Brief: How would you put this sentence from the Vermont Knolls text into Spanish: "Population was estimated at 21,568 in 2008."

Text:
....................
Pepperdine University moved to a new and larger campus in Malibu, California, in September 1972. The old campus was sold to the Crenshaw Christian Center, whose minister, Frederick K.C. Price, then oversaw construction of the "FaithDome", a $9 million geodesic structure with seating for 10,145 worshipers. When it opened in 1989, it was the largest church in the nation.

===Economic redevelopment===
In the wake of the 1992 Los Angeles riots, the 165-acre Vermont/Manchester Recovery Redevelopment Project was adopted by CRA/LA on May 14, 1996. The project area included Vermont Avenue between 79th and 89th streets.

===Vermont Shopping Center===
In 1999, "Designs for Development Guidelines" were adopted for a proposed 100,000-square-foot mixed-use shopping center. The "Vermont Entertainment Village" at Vermont and Manchester Avenues officially broke ground in April 2015. A year later, development had not progressed.

==Demographics==

A total of 20,616 people lived in Vermont Knolls' 1.14 square miles, according to the 2000 U.S. census—averaging 18,057 people per square mile, among the highest population densities in the city as a whole. Population was estimated at 21,568 in 2008. The median age was 24, considered young when compared to the city as a whole. The percentages of residents aged birth to 18 were among the county's highest.

Within the neighborhood, Latinos made up 54.5% of the population, with black people at 42.6%, Asian 1.2%, white 1% and other 0.7%. Mexico and El Salvador were the most common places of birth for the 33.2% of the residents who were born abroad, an average percentage of foreign-born when compared with the city or county as a whole.
....................
Dataset content:
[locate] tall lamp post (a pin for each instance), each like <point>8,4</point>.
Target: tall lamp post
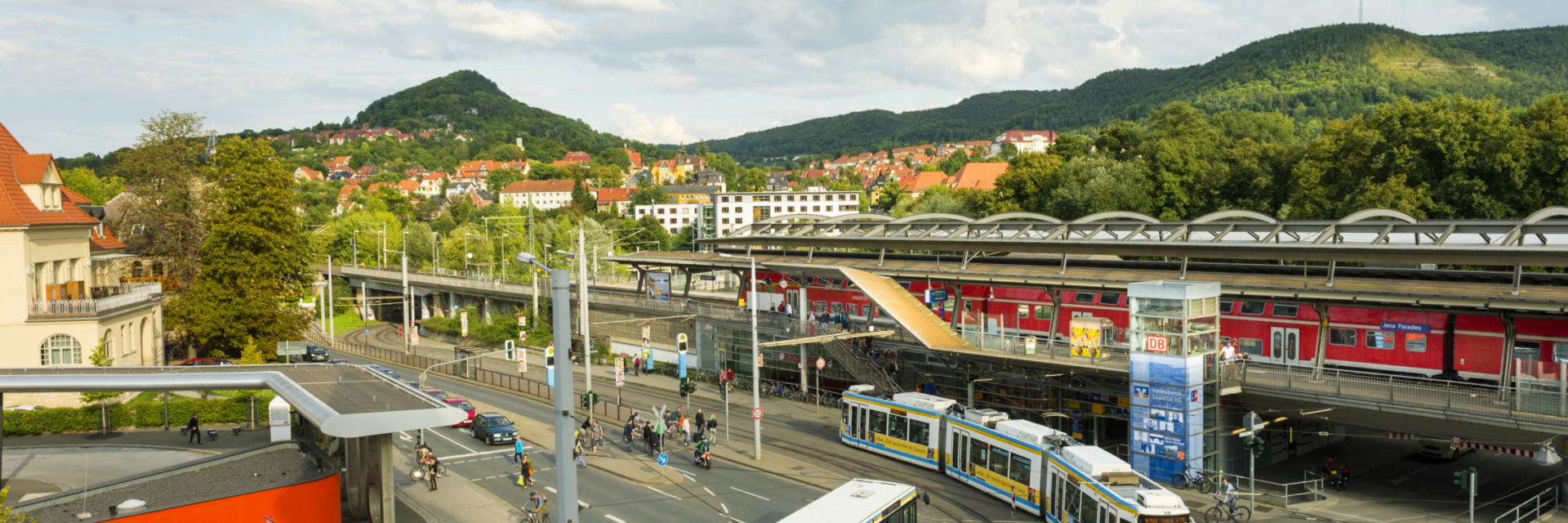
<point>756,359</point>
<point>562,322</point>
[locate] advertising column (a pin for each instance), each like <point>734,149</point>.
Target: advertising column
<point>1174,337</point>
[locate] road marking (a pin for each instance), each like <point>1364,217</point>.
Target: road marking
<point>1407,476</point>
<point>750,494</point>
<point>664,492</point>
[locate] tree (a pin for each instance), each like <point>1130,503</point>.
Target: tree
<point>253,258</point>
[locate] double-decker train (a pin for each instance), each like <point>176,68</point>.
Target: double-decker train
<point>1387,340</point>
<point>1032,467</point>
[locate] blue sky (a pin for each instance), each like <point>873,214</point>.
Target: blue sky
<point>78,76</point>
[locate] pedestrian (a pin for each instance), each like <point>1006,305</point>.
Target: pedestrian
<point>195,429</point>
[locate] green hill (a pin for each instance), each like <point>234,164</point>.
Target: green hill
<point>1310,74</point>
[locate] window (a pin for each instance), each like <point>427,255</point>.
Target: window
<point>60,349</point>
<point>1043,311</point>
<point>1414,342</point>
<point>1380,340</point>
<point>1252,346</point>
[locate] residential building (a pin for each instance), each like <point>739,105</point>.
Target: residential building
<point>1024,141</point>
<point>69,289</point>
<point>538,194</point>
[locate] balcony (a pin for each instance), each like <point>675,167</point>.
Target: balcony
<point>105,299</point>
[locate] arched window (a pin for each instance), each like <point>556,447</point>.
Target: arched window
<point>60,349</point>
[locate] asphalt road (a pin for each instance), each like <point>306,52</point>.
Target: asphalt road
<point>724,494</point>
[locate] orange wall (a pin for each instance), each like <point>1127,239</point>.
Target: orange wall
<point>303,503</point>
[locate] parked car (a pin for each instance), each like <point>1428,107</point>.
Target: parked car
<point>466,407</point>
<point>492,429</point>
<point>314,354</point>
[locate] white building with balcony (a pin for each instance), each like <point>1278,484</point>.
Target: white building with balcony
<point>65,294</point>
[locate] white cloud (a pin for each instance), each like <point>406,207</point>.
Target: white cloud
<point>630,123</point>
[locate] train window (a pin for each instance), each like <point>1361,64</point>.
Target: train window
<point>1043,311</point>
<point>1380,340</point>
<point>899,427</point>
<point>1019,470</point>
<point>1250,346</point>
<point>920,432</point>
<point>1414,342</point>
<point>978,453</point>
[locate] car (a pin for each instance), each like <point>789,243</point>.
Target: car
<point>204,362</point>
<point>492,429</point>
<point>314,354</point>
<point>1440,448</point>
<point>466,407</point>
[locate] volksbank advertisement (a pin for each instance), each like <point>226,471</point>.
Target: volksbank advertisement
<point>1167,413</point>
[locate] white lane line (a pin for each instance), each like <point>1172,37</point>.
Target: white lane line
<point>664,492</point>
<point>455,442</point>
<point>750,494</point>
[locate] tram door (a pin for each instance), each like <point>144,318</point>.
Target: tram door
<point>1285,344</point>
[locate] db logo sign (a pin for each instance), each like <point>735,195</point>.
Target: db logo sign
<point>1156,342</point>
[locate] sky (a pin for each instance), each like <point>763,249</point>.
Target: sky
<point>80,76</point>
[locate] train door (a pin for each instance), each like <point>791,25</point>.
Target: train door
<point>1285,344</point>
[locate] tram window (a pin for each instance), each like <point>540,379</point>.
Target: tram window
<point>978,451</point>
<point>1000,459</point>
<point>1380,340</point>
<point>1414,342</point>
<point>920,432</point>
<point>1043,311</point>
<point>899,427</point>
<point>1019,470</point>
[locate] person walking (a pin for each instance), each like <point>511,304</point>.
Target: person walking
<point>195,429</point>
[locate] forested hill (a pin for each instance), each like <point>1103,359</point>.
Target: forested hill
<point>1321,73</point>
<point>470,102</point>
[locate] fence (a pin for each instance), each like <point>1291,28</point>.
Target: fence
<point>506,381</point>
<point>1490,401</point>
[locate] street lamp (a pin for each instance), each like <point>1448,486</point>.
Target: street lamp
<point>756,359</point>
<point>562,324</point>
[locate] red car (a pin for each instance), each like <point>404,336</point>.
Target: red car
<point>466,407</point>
....................
Answer to this problem: Se estimó que la población era de 21.568 habitantes en 2008.